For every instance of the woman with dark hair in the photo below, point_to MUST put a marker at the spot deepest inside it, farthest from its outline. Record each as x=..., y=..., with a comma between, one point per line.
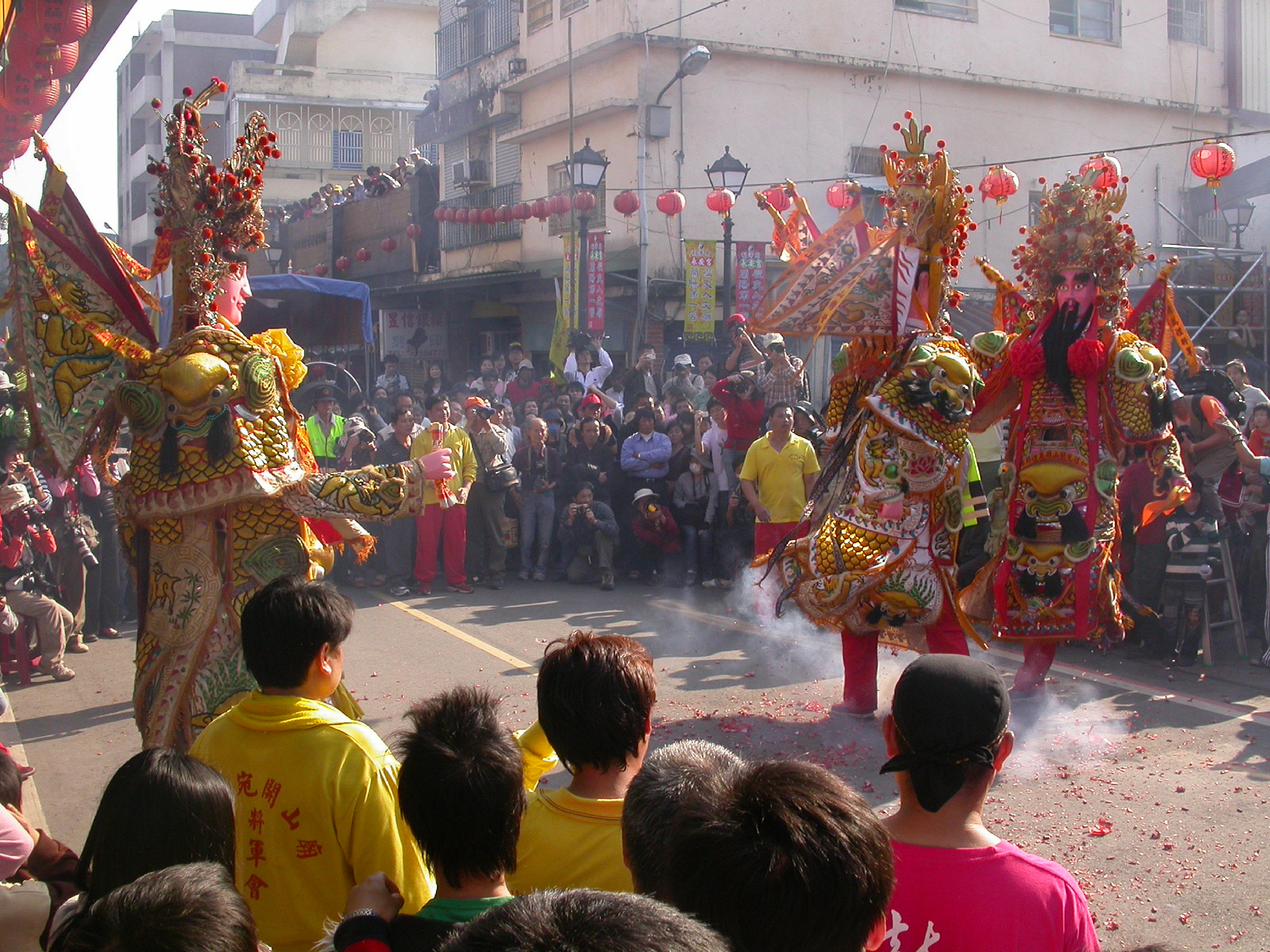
x=160, y=809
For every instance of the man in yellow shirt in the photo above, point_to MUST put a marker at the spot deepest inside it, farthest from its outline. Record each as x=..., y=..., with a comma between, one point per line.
x=596, y=696
x=316, y=793
x=777, y=477
x=437, y=524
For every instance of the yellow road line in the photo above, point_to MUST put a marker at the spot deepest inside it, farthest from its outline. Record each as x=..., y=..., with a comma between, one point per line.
x=464, y=636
------------------------------------------------------------------------
- [What is expected] From the line containing "For every instance of the yellow" through the final line of the listing above, retype every line exactly; leave out everything else.

- [Solution]
For every instance of the yellow road line in the photo above, point_to MUST put a marker at the spot deepest inside it, farthest from its outline. Record each as x=..., y=..., with a comma between, one point per line.
x=464, y=636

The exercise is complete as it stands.